TASK TO CARRY OUT |
Rewrite the material below with "tight rectangle" swapped for "snug bounding box" wherever it appears, keeping everything else the same and leaving out the pictures.

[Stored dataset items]
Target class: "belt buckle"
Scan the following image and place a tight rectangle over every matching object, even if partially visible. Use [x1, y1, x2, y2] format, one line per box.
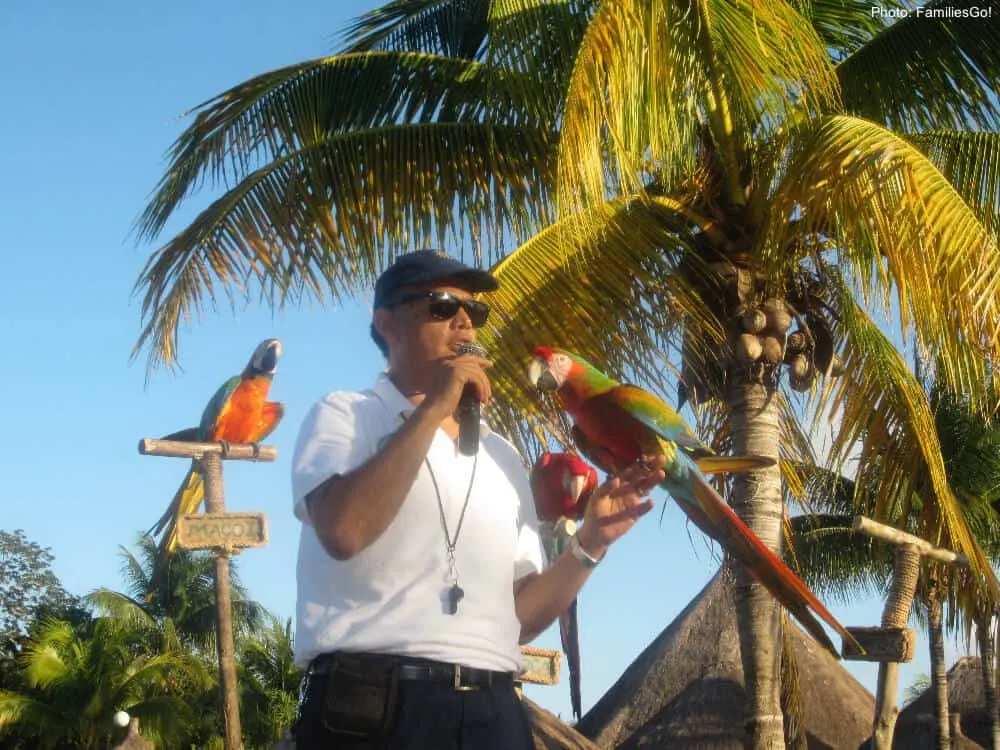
[454, 664, 479, 692]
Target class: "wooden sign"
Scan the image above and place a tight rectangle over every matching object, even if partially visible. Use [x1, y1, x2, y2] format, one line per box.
[517, 646, 562, 685]
[177, 513, 267, 549]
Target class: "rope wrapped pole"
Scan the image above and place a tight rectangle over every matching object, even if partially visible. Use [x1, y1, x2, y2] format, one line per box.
[199, 453, 243, 750]
[139, 439, 278, 750]
[852, 516, 968, 750]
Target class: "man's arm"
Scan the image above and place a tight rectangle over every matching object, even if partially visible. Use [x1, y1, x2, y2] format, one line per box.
[514, 456, 665, 643]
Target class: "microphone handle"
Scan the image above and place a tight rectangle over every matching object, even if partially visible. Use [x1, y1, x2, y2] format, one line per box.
[458, 383, 479, 456]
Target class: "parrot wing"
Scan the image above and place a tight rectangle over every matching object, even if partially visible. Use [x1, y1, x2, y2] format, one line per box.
[608, 384, 715, 456]
[149, 470, 205, 557]
[684, 467, 854, 658]
[198, 375, 241, 440]
[250, 401, 285, 443]
[608, 385, 776, 474]
[570, 425, 619, 474]
[160, 427, 201, 443]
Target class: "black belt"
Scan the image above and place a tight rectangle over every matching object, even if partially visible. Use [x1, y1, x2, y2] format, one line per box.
[309, 652, 514, 690]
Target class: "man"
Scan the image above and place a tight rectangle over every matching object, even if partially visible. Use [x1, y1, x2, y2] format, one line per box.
[292, 250, 663, 750]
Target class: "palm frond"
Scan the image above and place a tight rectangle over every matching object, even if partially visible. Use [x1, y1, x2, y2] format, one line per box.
[344, 0, 491, 60]
[761, 116, 1000, 412]
[559, 0, 837, 222]
[485, 0, 598, 119]
[84, 588, 156, 629]
[0, 690, 72, 738]
[907, 130, 1000, 238]
[837, 0, 1000, 131]
[792, 0, 907, 60]
[137, 52, 539, 244]
[133, 123, 548, 370]
[831, 298, 1000, 599]
[480, 198, 722, 454]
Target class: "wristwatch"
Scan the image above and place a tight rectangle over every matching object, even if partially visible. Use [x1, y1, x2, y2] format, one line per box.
[569, 534, 604, 568]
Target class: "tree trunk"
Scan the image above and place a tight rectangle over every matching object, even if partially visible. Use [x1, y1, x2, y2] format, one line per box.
[927, 583, 951, 750]
[976, 615, 1000, 750]
[727, 369, 785, 750]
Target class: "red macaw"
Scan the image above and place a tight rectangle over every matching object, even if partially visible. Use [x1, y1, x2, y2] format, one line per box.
[528, 347, 853, 658]
[530, 453, 597, 719]
[150, 339, 285, 560]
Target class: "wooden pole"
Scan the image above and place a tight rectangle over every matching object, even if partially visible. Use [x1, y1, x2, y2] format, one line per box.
[200, 452, 243, 750]
[871, 544, 920, 750]
[139, 438, 278, 750]
[852, 516, 969, 750]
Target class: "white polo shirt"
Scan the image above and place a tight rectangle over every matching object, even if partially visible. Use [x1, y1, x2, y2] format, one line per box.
[292, 374, 543, 672]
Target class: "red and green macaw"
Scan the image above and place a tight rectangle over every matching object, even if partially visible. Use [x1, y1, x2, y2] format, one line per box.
[528, 347, 853, 658]
[150, 339, 285, 560]
[530, 453, 597, 719]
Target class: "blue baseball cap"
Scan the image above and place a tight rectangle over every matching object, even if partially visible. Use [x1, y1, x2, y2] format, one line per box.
[373, 250, 500, 307]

WRITTEN ANSWER |
Target class: "belt buckle"
Scan the following image and place a snug bounding box over every matching object, even if partially visible. Use [x1, y1, x2, y2] format, one line per box.
[454, 664, 479, 692]
Target class: "wooden sign"
Scan the image above and place a snug bounding box over every matching object, even if partially visible. Use [x1, y1, x2, y2] format, one line per box.
[517, 646, 562, 685]
[177, 513, 267, 549]
Target class: "rope wrapped pole"
Scan the image above and place a snug bounding box over every matching object, even if partially visible. Use [x1, y1, x2, y2] format, one line per box.
[199, 453, 243, 750]
[139, 439, 278, 750]
[852, 516, 968, 750]
Target class: "man's arm"
Scan the image above and place a snug bounding box over every matching object, even if partially visible. Use [x1, y1, x2, y2] format, one line per box.
[514, 456, 665, 643]
Target class: "microphone handle"
Scan the image above and place a snug bounding box over every matching object, even if partially visible. Use [x1, y1, x2, y2] format, one line per box.
[458, 383, 479, 456]
Target class: "parrot wing"
Scan the image above and place a snug bounding box over every matching object, even if partially visible. Use [x1, y1, x2, y2] format, one line per box.
[608, 384, 715, 456]
[149, 470, 205, 557]
[684, 467, 854, 658]
[198, 375, 241, 440]
[250, 401, 285, 443]
[608, 385, 776, 474]
[570, 425, 619, 474]
[160, 427, 201, 443]
Target class: "black belt"
Scan the image above and place a snug bounding box over every matching object, even if partially visible. Use [x1, y1, x2, y2] format, one line per box.
[309, 652, 514, 690]
Target class: "man"
Scan the image above and place a snug bounding box over every matching object, even if partially visible. Use [x1, y1, x2, y2] format, one line per box.
[292, 250, 663, 750]
Target class: "palm frond"
Scan the image above and place a snug bounding box over every matching object, even if partially visible. Use [x1, y1, x2, y2] format, one line per box.
[344, 0, 491, 60]
[761, 116, 1000, 412]
[559, 0, 837, 222]
[485, 0, 598, 119]
[84, 588, 156, 629]
[0, 690, 72, 738]
[907, 130, 1000, 238]
[837, 0, 1000, 131]
[792, 0, 907, 60]
[137, 52, 539, 244]
[133, 123, 548, 370]
[831, 298, 1000, 599]
[480, 198, 722, 454]
Target class: "wristwatch"
Scan the image above and place a snug bounding box over every matching object, even if partially visible. Use [x1, y1, x2, y2] format, one line per box.
[569, 534, 604, 568]
Target class: "tree trunk"
Scan the image above and place a snug bounding box over every matching object, even if partially visible. Use [x1, y1, x2, y2] format, one line per box.
[927, 583, 951, 750]
[976, 615, 1000, 750]
[727, 369, 785, 750]
Target class: "red macaw"
Scan the image above and place a snug bounding box over every matching object, even if partially visible. Use [x1, y1, x2, y2] format, one line per box.
[528, 347, 853, 658]
[530, 453, 597, 719]
[150, 339, 285, 560]
Target class: "wooden pole"
Scan the image above and place a snug bounding box over every matching object, even if partially visible. Use [x1, y1, x2, y2] format, one line per box.
[200, 452, 243, 750]
[871, 544, 920, 750]
[139, 438, 278, 750]
[852, 516, 969, 750]
Target class: "white polo shirt"
Scan the image above and place a snug bounding box over every matching object, even if partially visible. Use [x1, y1, x2, y2] format, one line per box.
[292, 374, 543, 672]
Target class: "red and green macaw"
Scan the image above and place a snug bounding box over every matching object, even if partially visible. Use [x1, y1, x2, y2] format, one line per box.
[528, 347, 853, 658]
[150, 339, 285, 560]
[530, 453, 597, 719]
Target class: "blue baseball cap"
Scan the image above and place a snug bounding box over every matching object, even if partially visible. Use [x1, y1, x2, y2] format, one line per box.
[373, 250, 500, 307]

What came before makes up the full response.